Goal of the exercise> Please write out the data below line for line, without changing anything.

Information given>
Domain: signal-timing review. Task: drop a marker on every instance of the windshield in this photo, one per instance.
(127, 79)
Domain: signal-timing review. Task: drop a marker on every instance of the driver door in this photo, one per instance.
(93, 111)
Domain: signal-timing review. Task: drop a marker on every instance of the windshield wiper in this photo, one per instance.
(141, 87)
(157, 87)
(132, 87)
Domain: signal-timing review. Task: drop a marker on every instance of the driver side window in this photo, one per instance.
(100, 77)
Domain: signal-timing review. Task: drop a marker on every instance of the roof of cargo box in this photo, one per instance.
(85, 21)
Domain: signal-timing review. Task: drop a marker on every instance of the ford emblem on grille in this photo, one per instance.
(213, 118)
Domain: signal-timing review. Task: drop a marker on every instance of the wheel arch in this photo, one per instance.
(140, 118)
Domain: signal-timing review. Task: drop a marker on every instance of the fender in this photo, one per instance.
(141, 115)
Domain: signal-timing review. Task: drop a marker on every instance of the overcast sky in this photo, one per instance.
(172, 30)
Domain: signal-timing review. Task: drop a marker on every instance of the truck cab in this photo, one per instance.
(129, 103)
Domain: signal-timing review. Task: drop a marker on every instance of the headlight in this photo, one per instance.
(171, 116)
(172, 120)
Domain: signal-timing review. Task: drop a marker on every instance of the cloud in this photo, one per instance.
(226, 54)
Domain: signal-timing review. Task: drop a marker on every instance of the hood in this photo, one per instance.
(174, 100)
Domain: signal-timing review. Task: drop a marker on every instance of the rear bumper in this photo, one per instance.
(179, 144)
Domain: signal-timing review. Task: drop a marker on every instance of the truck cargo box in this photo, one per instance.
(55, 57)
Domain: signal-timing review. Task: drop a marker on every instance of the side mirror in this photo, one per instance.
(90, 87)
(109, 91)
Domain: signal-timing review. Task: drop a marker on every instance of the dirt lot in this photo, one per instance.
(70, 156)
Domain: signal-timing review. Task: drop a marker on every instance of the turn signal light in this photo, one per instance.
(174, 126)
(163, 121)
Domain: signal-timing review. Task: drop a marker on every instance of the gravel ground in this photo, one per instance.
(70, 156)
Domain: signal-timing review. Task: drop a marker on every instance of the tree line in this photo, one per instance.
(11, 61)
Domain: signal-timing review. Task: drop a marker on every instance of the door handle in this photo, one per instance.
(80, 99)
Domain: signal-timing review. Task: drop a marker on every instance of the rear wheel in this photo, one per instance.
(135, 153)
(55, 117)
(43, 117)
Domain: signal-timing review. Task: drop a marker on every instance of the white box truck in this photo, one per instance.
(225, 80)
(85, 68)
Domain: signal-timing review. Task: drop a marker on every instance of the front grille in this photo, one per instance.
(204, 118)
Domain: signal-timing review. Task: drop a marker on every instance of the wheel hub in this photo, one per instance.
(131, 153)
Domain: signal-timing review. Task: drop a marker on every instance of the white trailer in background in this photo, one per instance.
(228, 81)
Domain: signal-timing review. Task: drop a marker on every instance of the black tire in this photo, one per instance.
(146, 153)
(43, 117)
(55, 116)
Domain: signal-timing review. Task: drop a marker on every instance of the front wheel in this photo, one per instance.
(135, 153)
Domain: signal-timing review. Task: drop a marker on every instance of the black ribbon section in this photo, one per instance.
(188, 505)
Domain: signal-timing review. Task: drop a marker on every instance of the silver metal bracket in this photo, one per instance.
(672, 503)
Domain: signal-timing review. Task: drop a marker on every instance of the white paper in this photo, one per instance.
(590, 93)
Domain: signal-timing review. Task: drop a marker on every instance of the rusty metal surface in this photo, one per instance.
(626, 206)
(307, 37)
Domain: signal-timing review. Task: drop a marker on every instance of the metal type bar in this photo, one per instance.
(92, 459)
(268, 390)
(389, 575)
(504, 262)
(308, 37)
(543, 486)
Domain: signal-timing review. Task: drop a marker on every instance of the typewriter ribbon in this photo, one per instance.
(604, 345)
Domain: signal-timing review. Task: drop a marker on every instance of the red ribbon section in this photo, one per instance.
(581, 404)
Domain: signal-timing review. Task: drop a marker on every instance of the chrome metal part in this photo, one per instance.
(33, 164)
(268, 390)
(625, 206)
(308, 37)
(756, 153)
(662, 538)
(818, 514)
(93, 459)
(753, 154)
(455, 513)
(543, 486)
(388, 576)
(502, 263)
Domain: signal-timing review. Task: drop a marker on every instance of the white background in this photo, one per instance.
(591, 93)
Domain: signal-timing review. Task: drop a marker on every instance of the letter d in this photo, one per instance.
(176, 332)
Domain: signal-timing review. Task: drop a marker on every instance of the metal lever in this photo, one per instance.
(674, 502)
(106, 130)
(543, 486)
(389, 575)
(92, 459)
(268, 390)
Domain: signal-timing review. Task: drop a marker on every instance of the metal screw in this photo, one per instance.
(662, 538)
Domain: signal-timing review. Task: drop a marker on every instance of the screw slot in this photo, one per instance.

Task output>
Domain: signal-timing review. Task: drop a marker on every instance of the windshield in this photo, one per instance.
(127, 79)
Domain: signal-timing review. Task: drop a marker on every instance of the driver door in this photo, one per instance.
(93, 111)
Domain: signal-timing review. Task: drop a marker on every instance of the windshield wiper in this photo, one per instance.
(141, 87)
(157, 87)
(132, 87)
Domain: signal-timing review. Task: drop a marker on every instance of the driver side window in this photo, one per instance.
(100, 77)
Domain: signal-timing review. Task: drop a marker on every instance of the roof of cargo box in this photo, one per instance.
(85, 21)
Domain: signal-timing review. Task: drop a marker on every instance of the ford emblem on grille in this photo, one per instance.
(213, 118)
Domain: signal-timing review. Task: drop a marker on every instance of the wheel arch in this photo, one per instance.
(140, 118)
Domain: signal-timing review. Task: drop a marker on every instance of the fender in this photo, one per instance.
(141, 115)
Domain: signal-timing review. Task: drop a marker on every instance of the overcast sky in this photo, one per instance.
(172, 30)
Domain: signal-timing review. Task: drop a marker on every instance of the truck cab in this photo, one per instance.
(129, 103)
Domain: signal-timing review. Task: drop a marker on every instance of the headlight in this photo, one per instance.
(171, 116)
(172, 120)
Domain: signal-timing review. Task: drop a marker on every instance of the cloud in this photo, one per instance.
(226, 54)
Domain: signal-timing review. Task: drop a marker on every instance of the hood in this photo, one per instance.
(174, 100)
Domain: signal-timing review. Task: drop a marker on every instance of the rear bumper in this photo, one per instance.
(179, 144)
Domain: signal-timing review. Task: drop a marker on every instance of the truck cargo box in this photo, one per instance.
(55, 57)
Domain: signal-timing review. Task: drop a marker on every instance of the side mirror in this photo, one per instance.
(90, 87)
(109, 91)
Domain: signal-timing review. Task: drop a marker on every instance of the dirt lot in this photo, one per instance.
(70, 156)
Domain: signal-timing review. Task: drop a marker on every instance of the turn signal light in this photo, one per instance.
(174, 126)
(163, 121)
Domain: signal-timing review. Task: drop a marker on every instance of the gravel ground in this photo, one per instance.
(70, 156)
Domain: signal-timing review. Task: drop a marker on every instance of the tree line in this photo, one per instance.
(11, 61)
Domain: signal-timing review. Task: drop a marker on every instance of the door handle in this photo, one per instance.
(80, 99)
Domain: signal-timing review. Task: drop a marker on every instance of the rear wheel in this photo, one per instance.
(135, 153)
(55, 117)
(43, 117)
Domain: signal-timing review. Task: drop a marker on every instance of the white box truck in this photo, one per instance.
(225, 80)
(85, 68)
Domain: signal-timing review. Task: drop a marker on every instance of the front grille in this photo, one per instance.
(204, 118)
Domain: signal-timing review. Task: drop a marker on every instance of the wheel hub in this photo, one per instance.
(131, 153)
Domain: signal-timing review. Task: drop a marker on every instance of the white trailer in background in this photo, one per instance.
(228, 81)
Domain: signal-timing review. Task: drop a marker on every instance of the black tire in this photo, one per instance.
(146, 153)
(43, 117)
(55, 116)
Domain: signal-timing review. Task: drop a marker on every instance of the front wheel in this photo, one per instance.
(135, 153)
Domain: signal-timing review. Task: drop a marker on every instance of the black ribbon section in this photo, one per instance.
(188, 505)
Domain: signal-timing review. Task: drop a marker on every instance of the silver metal bracket in this photo, one per instance.
(672, 503)
Domain: signal-timing review. Task: drop a marker on every instance of the white paper in this photo, one per instance.
(590, 93)
Domain: signal-timing review. Task: drop a marker on every instance of the rusty metal surface in this photo, one per instance.
(626, 206)
(307, 37)
Domain: signal-timing review. Task: drop a marker on every instance of the metal type bar in this photo, one per instance.
(92, 459)
(268, 390)
(389, 575)
(504, 262)
(308, 37)
(543, 486)
Domain: signal-timing review. Task: drop a marker on every instance of the typewriter ribbon in this photo, one per instance.
(604, 345)
Domain: signal-timing review. Task: drop a marker on every instance of the red ribbon section in this photo, one per instance.
(581, 404)
Domain: signal-timing review. Task: drop a marker on every instance of the chrome metal part in this photo, one per instance.
(33, 164)
(268, 390)
(625, 206)
(308, 37)
(756, 153)
(662, 538)
(818, 514)
(93, 459)
(753, 154)
(455, 513)
(543, 486)
(388, 576)
(502, 263)
Domain: signal-timing review. Task: drop a marker on every instance of the white background in this photo, one per instance.
(591, 93)
Domain: signal-timing review. Task: drop a marker on every instance of the letter d in this photo, one per instance.
(176, 332)
Domain: signal-timing review. Task: drop a marker on every instance of the metal lever in this photo, one per instance.
(674, 502)
(106, 130)
(543, 486)
(389, 575)
(92, 459)
(268, 390)
Domain: signal-timing review. Task: drop a marker on every instance of the metal screw in this photo, one per instance.
(662, 538)
Domain: signal-timing review. Task: drop a marker on every instance of the screw slot in this photo, one per instance.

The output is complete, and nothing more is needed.